_CONSIGNES:_ Recopiez à l'identique le passage du texte ci-dessous sur le retour de la Grèce sur le marché obligataire, en commençant à « Je dois vous » et en terminant à « totalement en faillite. ».

Mes chères contrariennes, mes chers contrariens
!
Je dois vous le dire, vous devez
connaître la bonne nouvelle, l’esprit de Pâques souffle sur
la Grèce et les très saints marchés, bénis soient
leurs noms. Les dieux investisseurs vont donc se ruer tous en cœur sur
le meilleur placement de tous les siècles des siècles et
acheter massivement de la dette grecque qui n’est rien d’autre
qu’un pays totalement en faillite.
La Grèce
revient sur le marché obligataire
C’est une
dépêche Reuters qui nous confirme aujourd’hui les rumeurs
savamment distillées ces dernières semaines concernant le
retour très prochain de la Grèce sur le marché
obligataire avec une émission de papier à cinq ans visant
à lever 2,5 milliards d’euros, comme l’a annoncé
mercredi le ministère des Finances.
C’est extraordinaire mes
chers amis. Lorsque vous faites des efforts considérables en divisant
par deux ou trois votre niveau de vie moyen, que vous souffrez le martyre
pendant 7 ans, eh bien figurez-vous qu’au bout du compte, vous
accédez collectivement au nirvana suprême à savoir la
possibilité de vous endetter à nouveau sur les marchés !

_DONNÉES:_

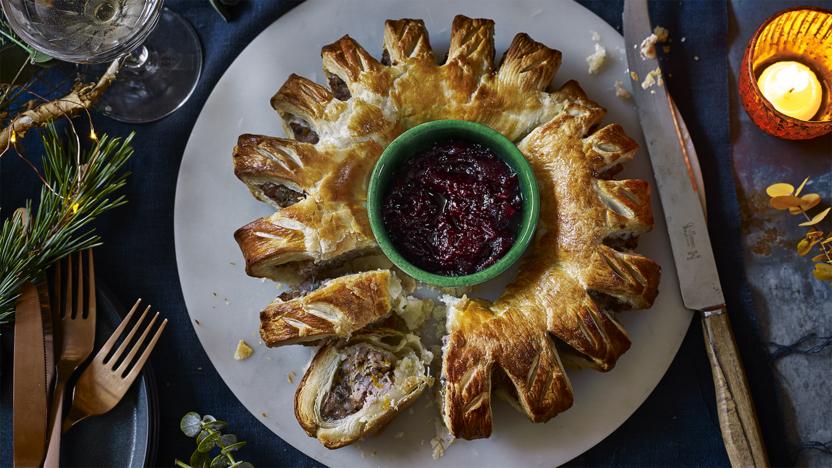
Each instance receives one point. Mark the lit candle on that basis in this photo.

_RÉPONSE:_
Je dois vous le dire, vous devez
connaître la bonne nouvelle, l’esprit de Pâques souffle sur
la Grèce et les très saints marchés, bénis soient
leurs noms. Les dieux investisseurs vont donc se ruer tous en cœur sur
le meilleur placement de tous les siècles des siècles et
acheter massivement de la dette grecque qui n’est rien d’autre
qu’un pays totalement en faillite.